§ Task requirements
Format the data below as a JSON list of strings with one string per line, leaving out any blank lines.

Outline records
-------

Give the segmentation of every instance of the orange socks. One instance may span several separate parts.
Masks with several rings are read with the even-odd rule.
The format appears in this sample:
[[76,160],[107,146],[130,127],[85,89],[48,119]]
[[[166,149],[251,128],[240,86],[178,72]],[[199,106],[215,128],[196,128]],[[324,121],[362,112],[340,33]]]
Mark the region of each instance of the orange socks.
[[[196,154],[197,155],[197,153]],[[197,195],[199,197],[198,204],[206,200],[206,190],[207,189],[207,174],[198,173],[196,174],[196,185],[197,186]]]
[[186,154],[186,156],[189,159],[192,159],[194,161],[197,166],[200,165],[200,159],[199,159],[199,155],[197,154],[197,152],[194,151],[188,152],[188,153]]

-------

§ Full response
[
  "Give the segmentation of every instance of the orange socks. One instance may span several separate parts.",
  "Masks with several rings are read with the even-odd rule.",
  "The format appears in this sample:",
  "[[76,160],[107,146],[130,127],[85,89],[48,119]]",
  "[[[166,149],[251,128],[240,86],[178,72]],[[199,106],[215,128],[196,128]],[[324,121],[362,112],[340,33]]]",
  "Mark the region of each instance of the orange socks.",
  "[[[196,154],[197,155],[197,153]],[[197,195],[199,197],[198,204],[206,200],[206,190],[207,189],[207,174],[198,173],[196,174],[196,185],[197,186]]]",
  "[[186,154],[186,156],[189,159],[192,159],[194,161],[197,166],[200,165],[200,159],[199,159],[199,155],[197,154],[197,152],[194,151],[188,152],[188,153]]"
]